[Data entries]
::::::::::

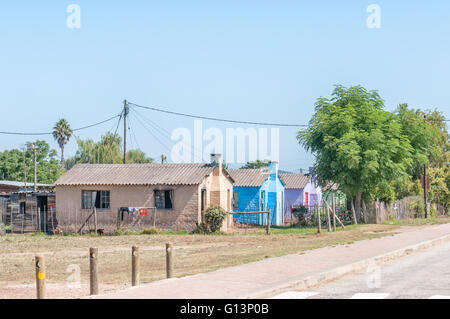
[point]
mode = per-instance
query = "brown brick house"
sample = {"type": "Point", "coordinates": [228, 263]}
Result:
{"type": "Point", "coordinates": [179, 192]}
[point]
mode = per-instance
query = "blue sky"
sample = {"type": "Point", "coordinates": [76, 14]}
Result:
{"type": "Point", "coordinates": [248, 60]}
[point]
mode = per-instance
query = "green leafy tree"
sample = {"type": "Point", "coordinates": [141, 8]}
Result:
{"type": "Point", "coordinates": [357, 144]}
{"type": "Point", "coordinates": [62, 134]}
{"type": "Point", "coordinates": [48, 167]}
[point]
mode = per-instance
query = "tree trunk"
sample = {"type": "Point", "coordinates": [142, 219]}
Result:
{"type": "Point", "coordinates": [62, 157]}
{"type": "Point", "coordinates": [358, 204]}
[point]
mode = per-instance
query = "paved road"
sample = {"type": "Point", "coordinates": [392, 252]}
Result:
{"type": "Point", "coordinates": [421, 275]}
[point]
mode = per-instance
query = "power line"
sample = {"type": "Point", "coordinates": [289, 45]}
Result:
{"type": "Point", "coordinates": [50, 133]}
{"type": "Point", "coordinates": [216, 119]}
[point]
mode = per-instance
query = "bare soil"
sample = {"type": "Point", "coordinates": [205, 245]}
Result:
{"type": "Point", "coordinates": [193, 254]}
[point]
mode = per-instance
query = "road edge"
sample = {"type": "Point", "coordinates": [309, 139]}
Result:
{"type": "Point", "coordinates": [303, 283]}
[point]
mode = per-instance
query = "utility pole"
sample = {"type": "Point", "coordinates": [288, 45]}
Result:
{"type": "Point", "coordinates": [125, 114]}
{"type": "Point", "coordinates": [425, 189]}
{"type": "Point", "coordinates": [425, 184]}
{"type": "Point", "coordinates": [24, 171]}
{"type": "Point", "coordinates": [35, 166]}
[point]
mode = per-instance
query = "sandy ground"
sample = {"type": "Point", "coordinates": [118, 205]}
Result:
{"type": "Point", "coordinates": [68, 264]}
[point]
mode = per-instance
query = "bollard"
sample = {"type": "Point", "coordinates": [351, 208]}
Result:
{"type": "Point", "coordinates": [169, 260]}
{"type": "Point", "coordinates": [135, 266]}
{"type": "Point", "coordinates": [93, 254]}
{"type": "Point", "coordinates": [40, 277]}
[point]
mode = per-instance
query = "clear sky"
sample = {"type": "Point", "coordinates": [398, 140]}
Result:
{"type": "Point", "coordinates": [239, 59]}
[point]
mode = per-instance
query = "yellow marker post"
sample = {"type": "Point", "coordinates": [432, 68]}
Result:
{"type": "Point", "coordinates": [40, 277]}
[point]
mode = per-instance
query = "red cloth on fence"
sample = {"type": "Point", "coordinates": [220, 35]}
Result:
{"type": "Point", "coordinates": [143, 211]}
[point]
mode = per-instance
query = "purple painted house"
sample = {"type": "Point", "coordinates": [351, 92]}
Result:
{"type": "Point", "coordinates": [299, 190]}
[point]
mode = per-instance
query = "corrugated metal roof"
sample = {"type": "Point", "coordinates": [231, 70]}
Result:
{"type": "Point", "coordinates": [331, 187]}
{"type": "Point", "coordinates": [22, 184]}
{"type": "Point", "coordinates": [135, 174]}
{"type": "Point", "coordinates": [295, 181]}
{"type": "Point", "coordinates": [249, 177]}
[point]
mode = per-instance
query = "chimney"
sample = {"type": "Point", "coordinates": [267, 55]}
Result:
{"type": "Point", "coordinates": [273, 169]}
{"type": "Point", "coordinates": [216, 160]}
{"type": "Point", "coordinates": [312, 173]}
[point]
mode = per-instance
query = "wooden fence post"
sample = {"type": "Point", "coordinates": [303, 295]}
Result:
{"type": "Point", "coordinates": [355, 221]}
{"type": "Point", "coordinates": [135, 272]}
{"type": "Point", "coordinates": [93, 254]}
{"type": "Point", "coordinates": [169, 260]}
{"type": "Point", "coordinates": [319, 222]}
{"type": "Point", "coordinates": [95, 221]}
{"type": "Point", "coordinates": [40, 277]}
{"type": "Point", "coordinates": [39, 219]}
{"type": "Point", "coordinates": [328, 216]}
{"type": "Point", "coordinates": [118, 218]}
{"type": "Point", "coordinates": [333, 207]}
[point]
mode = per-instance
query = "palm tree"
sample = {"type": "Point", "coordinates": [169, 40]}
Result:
{"type": "Point", "coordinates": [62, 134]}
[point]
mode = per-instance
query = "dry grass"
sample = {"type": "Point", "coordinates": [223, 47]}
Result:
{"type": "Point", "coordinates": [193, 254]}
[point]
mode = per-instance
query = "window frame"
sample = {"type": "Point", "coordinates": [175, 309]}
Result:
{"type": "Point", "coordinates": [235, 199]}
{"type": "Point", "coordinates": [164, 200]}
{"type": "Point", "coordinates": [104, 200]}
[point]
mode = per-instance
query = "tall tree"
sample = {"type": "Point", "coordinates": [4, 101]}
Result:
{"type": "Point", "coordinates": [47, 165]}
{"type": "Point", "coordinates": [62, 134]}
{"type": "Point", "coordinates": [357, 144]}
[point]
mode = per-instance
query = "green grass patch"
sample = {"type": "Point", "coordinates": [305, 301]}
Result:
{"type": "Point", "coordinates": [418, 221]}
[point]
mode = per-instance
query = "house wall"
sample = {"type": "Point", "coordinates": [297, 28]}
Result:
{"type": "Point", "coordinates": [219, 192]}
{"type": "Point", "coordinates": [293, 197]}
{"type": "Point", "coordinates": [249, 200]}
{"type": "Point", "coordinates": [183, 216]}
{"type": "Point", "coordinates": [8, 189]}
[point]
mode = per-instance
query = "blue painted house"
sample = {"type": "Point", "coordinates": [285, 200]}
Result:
{"type": "Point", "coordinates": [257, 190]}
{"type": "Point", "coordinates": [300, 190]}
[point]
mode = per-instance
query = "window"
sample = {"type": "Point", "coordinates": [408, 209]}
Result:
{"type": "Point", "coordinates": [263, 200]}
{"type": "Point", "coordinates": [235, 199]}
{"type": "Point", "coordinates": [163, 199]}
{"type": "Point", "coordinates": [203, 199]}
{"type": "Point", "coordinates": [97, 199]}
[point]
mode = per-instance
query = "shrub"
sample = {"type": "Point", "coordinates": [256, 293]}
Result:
{"type": "Point", "coordinates": [418, 207]}
{"type": "Point", "coordinates": [201, 229]}
{"type": "Point", "coordinates": [151, 231]}
{"type": "Point", "coordinates": [302, 215]}
{"type": "Point", "coordinates": [214, 216]}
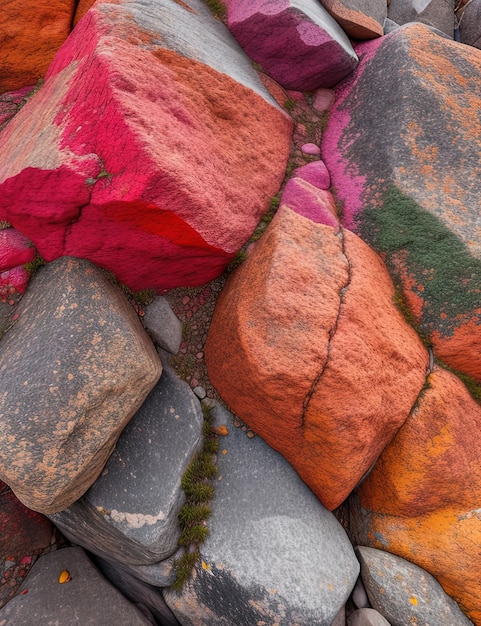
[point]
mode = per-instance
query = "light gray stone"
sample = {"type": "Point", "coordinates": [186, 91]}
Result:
{"type": "Point", "coordinates": [75, 367]}
{"type": "Point", "coordinates": [274, 553]}
{"type": "Point", "coordinates": [405, 593]}
{"type": "Point", "coordinates": [87, 599]}
{"type": "Point", "coordinates": [163, 325]}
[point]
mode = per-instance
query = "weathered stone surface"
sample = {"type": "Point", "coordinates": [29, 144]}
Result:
{"type": "Point", "coordinates": [296, 42]}
{"type": "Point", "coordinates": [421, 501]}
{"type": "Point", "coordinates": [307, 347]}
{"type": "Point", "coordinates": [404, 593]}
{"type": "Point", "coordinates": [273, 555]}
{"type": "Point", "coordinates": [88, 598]}
{"type": "Point", "coordinates": [30, 35]}
{"type": "Point", "coordinates": [399, 184]}
{"type": "Point", "coordinates": [436, 13]}
{"type": "Point", "coordinates": [129, 515]}
{"type": "Point", "coordinates": [137, 174]}
{"type": "Point", "coordinates": [75, 367]}
{"type": "Point", "coordinates": [470, 24]}
{"type": "Point", "coordinates": [361, 19]}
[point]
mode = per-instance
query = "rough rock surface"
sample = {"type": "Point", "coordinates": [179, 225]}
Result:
{"type": "Point", "coordinates": [273, 555]}
{"type": "Point", "coordinates": [400, 186]}
{"type": "Point", "coordinates": [138, 174]}
{"type": "Point", "coordinates": [129, 515]}
{"type": "Point", "coordinates": [87, 599]}
{"type": "Point", "coordinates": [296, 42]}
{"type": "Point", "coordinates": [361, 19]}
{"type": "Point", "coordinates": [338, 344]}
{"type": "Point", "coordinates": [75, 367]}
{"type": "Point", "coordinates": [405, 593]}
{"type": "Point", "coordinates": [30, 35]}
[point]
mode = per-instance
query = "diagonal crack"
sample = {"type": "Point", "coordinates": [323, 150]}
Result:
{"type": "Point", "coordinates": [332, 331]}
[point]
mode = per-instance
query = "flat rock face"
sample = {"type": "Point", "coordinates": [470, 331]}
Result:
{"type": "Point", "coordinates": [404, 593]}
{"type": "Point", "coordinates": [399, 183]}
{"type": "Point", "coordinates": [75, 367]}
{"type": "Point", "coordinates": [274, 553]}
{"type": "Point", "coordinates": [129, 515]}
{"type": "Point", "coordinates": [361, 19]}
{"type": "Point", "coordinates": [30, 36]}
{"type": "Point", "coordinates": [296, 42]}
{"type": "Point", "coordinates": [337, 344]}
{"type": "Point", "coordinates": [421, 500]}
{"type": "Point", "coordinates": [163, 170]}
{"type": "Point", "coordinates": [88, 598]}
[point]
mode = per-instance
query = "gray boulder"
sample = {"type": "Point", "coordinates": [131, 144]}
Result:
{"type": "Point", "coordinates": [274, 553]}
{"type": "Point", "coordinates": [75, 367]}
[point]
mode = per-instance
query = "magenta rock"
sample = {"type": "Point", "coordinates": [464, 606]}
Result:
{"type": "Point", "coordinates": [296, 42]}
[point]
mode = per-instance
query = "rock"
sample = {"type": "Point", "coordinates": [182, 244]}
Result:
{"type": "Point", "coordinates": [470, 24]}
{"type": "Point", "coordinates": [366, 617]}
{"type": "Point", "coordinates": [361, 19]}
{"type": "Point", "coordinates": [163, 325]}
{"type": "Point", "coordinates": [87, 599]}
{"type": "Point", "coordinates": [399, 184]}
{"type": "Point", "coordinates": [138, 176]}
{"type": "Point", "coordinates": [405, 593]}
{"type": "Point", "coordinates": [31, 34]}
{"type": "Point", "coordinates": [436, 13]}
{"type": "Point", "coordinates": [76, 365]}
{"type": "Point", "coordinates": [421, 500]}
{"type": "Point", "coordinates": [273, 555]}
{"type": "Point", "coordinates": [296, 42]}
{"type": "Point", "coordinates": [129, 516]}
{"type": "Point", "coordinates": [311, 311]}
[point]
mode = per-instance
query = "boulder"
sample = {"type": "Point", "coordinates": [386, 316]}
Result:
{"type": "Point", "coordinates": [307, 347]}
{"type": "Point", "coordinates": [404, 593]}
{"type": "Point", "coordinates": [361, 19]}
{"type": "Point", "coordinates": [137, 175]}
{"type": "Point", "coordinates": [274, 554]}
{"type": "Point", "coordinates": [30, 35]}
{"type": "Point", "coordinates": [399, 184]}
{"type": "Point", "coordinates": [296, 42]}
{"type": "Point", "coordinates": [75, 367]}
{"type": "Point", "coordinates": [86, 598]}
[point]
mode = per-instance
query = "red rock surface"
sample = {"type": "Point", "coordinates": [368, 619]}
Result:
{"type": "Point", "coordinates": [30, 35]}
{"type": "Point", "coordinates": [166, 161]}
{"type": "Point", "coordinates": [307, 347]}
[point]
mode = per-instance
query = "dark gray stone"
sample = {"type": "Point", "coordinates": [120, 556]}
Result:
{"type": "Point", "coordinates": [405, 593]}
{"type": "Point", "coordinates": [274, 553]}
{"type": "Point", "coordinates": [88, 599]}
{"type": "Point", "coordinates": [163, 325]}
{"type": "Point", "coordinates": [129, 515]}
{"type": "Point", "coordinates": [75, 367]}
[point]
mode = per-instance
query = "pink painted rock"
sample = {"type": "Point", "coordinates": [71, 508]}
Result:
{"type": "Point", "coordinates": [307, 347]}
{"type": "Point", "coordinates": [296, 42]}
{"type": "Point", "coordinates": [400, 186]}
{"type": "Point", "coordinates": [163, 170]}
{"type": "Point", "coordinates": [361, 19]}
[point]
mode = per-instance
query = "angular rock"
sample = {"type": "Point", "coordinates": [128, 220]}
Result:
{"type": "Point", "coordinates": [421, 501]}
{"type": "Point", "coordinates": [273, 555]}
{"type": "Point", "coordinates": [307, 347]}
{"type": "Point", "coordinates": [404, 593]}
{"type": "Point", "coordinates": [436, 13]}
{"type": "Point", "coordinates": [129, 516]}
{"type": "Point", "coordinates": [296, 42]}
{"type": "Point", "coordinates": [75, 367]}
{"type": "Point", "coordinates": [88, 598]}
{"type": "Point", "coordinates": [138, 174]}
{"type": "Point", "coordinates": [361, 19]}
{"type": "Point", "coordinates": [31, 34]}
{"type": "Point", "coordinates": [399, 184]}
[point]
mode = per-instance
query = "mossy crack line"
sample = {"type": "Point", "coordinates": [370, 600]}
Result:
{"type": "Point", "coordinates": [332, 330]}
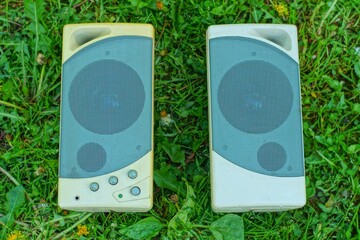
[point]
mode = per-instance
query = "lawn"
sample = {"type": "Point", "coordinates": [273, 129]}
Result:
{"type": "Point", "coordinates": [30, 78]}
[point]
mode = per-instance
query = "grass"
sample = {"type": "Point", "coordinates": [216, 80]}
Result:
{"type": "Point", "coordinates": [30, 71]}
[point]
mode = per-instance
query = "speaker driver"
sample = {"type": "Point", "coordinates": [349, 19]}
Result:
{"type": "Point", "coordinates": [106, 97]}
{"type": "Point", "coordinates": [255, 96]}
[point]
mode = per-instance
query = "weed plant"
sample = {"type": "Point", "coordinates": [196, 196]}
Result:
{"type": "Point", "coordinates": [30, 78]}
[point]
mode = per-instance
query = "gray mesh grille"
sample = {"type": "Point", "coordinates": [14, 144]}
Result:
{"type": "Point", "coordinates": [271, 156]}
{"type": "Point", "coordinates": [91, 157]}
{"type": "Point", "coordinates": [106, 97]}
{"type": "Point", "coordinates": [255, 96]}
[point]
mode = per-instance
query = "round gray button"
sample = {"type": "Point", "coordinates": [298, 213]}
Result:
{"type": "Point", "coordinates": [113, 180]}
{"type": "Point", "coordinates": [94, 186]}
{"type": "Point", "coordinates": [135, 191]}
{"type": "Point", "coordinates": [132, 174]}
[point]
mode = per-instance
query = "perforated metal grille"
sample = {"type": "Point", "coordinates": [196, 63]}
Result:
{"type": "Point", "coordinates": [255, 96]}
{"type": "Point", "coordinates": [106, 97]}
{"type": "Point", "coordinates": [91, 157]}
{"type": "Point", "coordinates": [271, 156]}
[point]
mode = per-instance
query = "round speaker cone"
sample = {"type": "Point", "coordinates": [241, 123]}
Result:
{"type": "Point", "coordinates": [106, 97]}
{"type": "Point", "coordinates": [255, 96]}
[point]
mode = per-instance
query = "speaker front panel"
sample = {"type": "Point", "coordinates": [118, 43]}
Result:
{"type": "Point", "coordinates": [255, 117]}
{"type": "Point", "coordinates": [106, 119]}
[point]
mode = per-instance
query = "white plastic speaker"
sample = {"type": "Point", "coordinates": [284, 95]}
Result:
{"type": "Point", "coordinates": [106, 144]}
{"type": "Point", "coordinates": [256, 143]}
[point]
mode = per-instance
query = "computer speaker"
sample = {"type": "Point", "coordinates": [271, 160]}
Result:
{"type": "Point", "coordinates": [106, 139]}
{"type": "Point", "coordinates": [256, 142]}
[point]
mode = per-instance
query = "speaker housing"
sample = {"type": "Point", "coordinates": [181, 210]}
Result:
{"type": "Point", "coordinates": [255, 123]}
{"type": "Point", "coordinates": [106, 139]}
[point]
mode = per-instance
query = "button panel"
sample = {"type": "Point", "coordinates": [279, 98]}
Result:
{"type": "Point", "coordinates": [135, 191]}
{"type": "Point", "coordinates": [94, 186]}
{"type": "Point", "coordinates": [132, 174]}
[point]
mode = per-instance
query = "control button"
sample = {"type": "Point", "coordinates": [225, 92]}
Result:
{"type": "Point", "coordinates": [132, 174]}
{"type": "Point", "coordinates": [135, 191]}
{"type": "Point", "coordinates": [94, 186]}
{"type": "Point", "coordinates": [113, 180]}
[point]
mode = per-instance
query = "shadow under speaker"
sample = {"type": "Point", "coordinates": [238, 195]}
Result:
{"type": "Point", "coordinates": [106, 144]}
{"type": "Point", "coordinates": [256, 143]}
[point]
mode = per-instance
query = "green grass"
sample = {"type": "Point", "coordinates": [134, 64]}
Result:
{"type": "Point", "coordinates": [329, 34]}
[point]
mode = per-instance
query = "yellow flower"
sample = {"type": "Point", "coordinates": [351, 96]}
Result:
{"type": "Point", "coordinates": [281, 9]}
{"type": "Point", "coordinates": [82, 230]}
{"type": "Point", "coordinates": [16, 235]}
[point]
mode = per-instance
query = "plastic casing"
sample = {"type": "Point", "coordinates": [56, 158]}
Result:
{"type": "Point", "coordinates": [236, 189]}
{"type": "Point", "coordinates": [74, 193]}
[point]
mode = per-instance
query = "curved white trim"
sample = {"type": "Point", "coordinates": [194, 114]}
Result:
{"type": "Point", "coordinates": [109, 30]}
{"type": "Point", "coordinates": [253, 31]}
{"type": "Point", "coordinates": [235, 189]}
{"type": "Point", "coordinates": [106, 197]}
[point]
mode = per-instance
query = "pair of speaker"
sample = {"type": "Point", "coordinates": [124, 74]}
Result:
{"type": "Point", "coordinates": [106, 144]}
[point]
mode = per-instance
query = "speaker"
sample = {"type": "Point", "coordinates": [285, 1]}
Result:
{"type": "Point", "coordinates": [256, 143]}
{"type": "Point", "coordinates": [106, 139]}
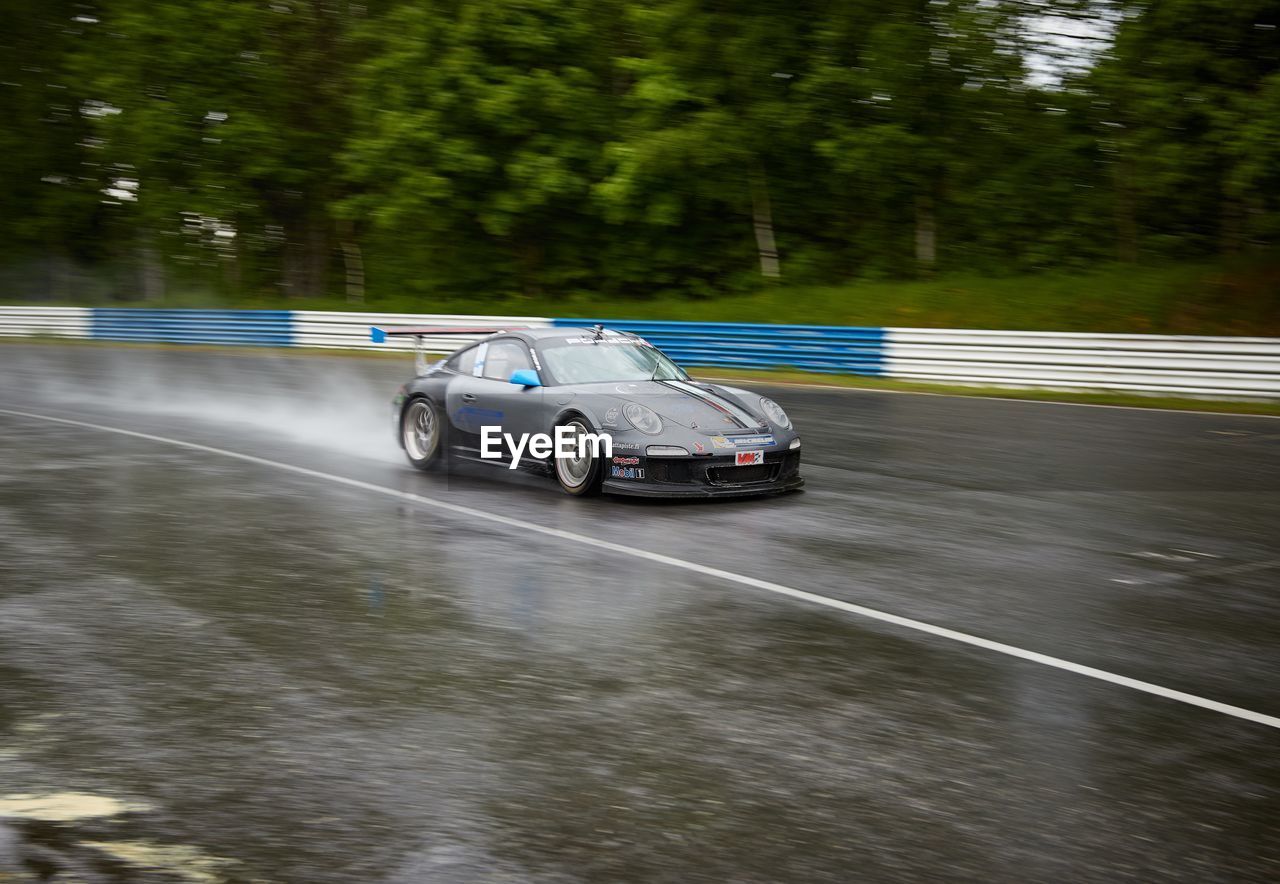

::::::::::

Select every line in the records above that contains the string "house", and copy each one. Matching is case-sensitive.

- _EXERCISE OUTPUT_
query = "brown brick house"
query = "purple painted house"
query = "house wall"
query = "blue painted house"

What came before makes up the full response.